> EXERCISE DETAILS: Starting at the line that contains "query | wall shelf" and continuing through the last of the rows, write out every line again, requests included. Shift each answer coordinate by adding 76 to both of its numbers.

> INPUT DATA:

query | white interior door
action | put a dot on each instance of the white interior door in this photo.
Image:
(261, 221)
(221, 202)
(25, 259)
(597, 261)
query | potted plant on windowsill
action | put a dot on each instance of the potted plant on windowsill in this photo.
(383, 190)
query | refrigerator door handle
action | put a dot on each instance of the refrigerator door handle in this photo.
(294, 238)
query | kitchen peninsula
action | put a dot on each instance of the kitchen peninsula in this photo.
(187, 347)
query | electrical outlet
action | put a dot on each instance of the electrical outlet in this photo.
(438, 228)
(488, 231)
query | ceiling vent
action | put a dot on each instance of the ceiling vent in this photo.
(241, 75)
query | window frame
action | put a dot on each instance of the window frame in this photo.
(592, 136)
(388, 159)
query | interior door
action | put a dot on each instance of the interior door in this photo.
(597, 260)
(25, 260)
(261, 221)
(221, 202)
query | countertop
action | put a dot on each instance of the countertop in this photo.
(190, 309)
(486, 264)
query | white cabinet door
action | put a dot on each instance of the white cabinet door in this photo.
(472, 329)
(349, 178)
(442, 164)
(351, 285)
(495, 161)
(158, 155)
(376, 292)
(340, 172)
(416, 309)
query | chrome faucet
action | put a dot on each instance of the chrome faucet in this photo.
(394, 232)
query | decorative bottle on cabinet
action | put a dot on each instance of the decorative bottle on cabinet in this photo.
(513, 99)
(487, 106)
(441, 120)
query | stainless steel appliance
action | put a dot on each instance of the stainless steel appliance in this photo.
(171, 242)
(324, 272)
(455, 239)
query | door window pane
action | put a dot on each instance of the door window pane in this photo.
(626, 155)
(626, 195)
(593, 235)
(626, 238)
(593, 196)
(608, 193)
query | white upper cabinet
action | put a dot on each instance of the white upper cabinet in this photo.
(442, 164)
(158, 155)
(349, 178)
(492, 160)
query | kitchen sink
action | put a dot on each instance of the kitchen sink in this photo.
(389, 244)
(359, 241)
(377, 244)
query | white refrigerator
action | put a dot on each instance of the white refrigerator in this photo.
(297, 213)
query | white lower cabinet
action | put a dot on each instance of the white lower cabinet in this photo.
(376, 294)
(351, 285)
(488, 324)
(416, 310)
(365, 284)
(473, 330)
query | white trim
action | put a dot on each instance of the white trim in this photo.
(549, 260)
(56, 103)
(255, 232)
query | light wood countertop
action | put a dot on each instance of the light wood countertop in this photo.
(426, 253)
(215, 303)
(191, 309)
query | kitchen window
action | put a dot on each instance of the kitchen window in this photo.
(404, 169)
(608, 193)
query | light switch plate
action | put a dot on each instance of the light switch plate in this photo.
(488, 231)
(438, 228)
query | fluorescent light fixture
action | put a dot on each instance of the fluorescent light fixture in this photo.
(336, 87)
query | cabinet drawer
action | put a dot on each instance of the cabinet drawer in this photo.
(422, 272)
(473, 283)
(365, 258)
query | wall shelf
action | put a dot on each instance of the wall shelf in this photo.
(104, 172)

> EXERCISE SOLUTION:
query | wall shelf
action | put a dot on each instance of the wall shelf in this photo.
(180, 248)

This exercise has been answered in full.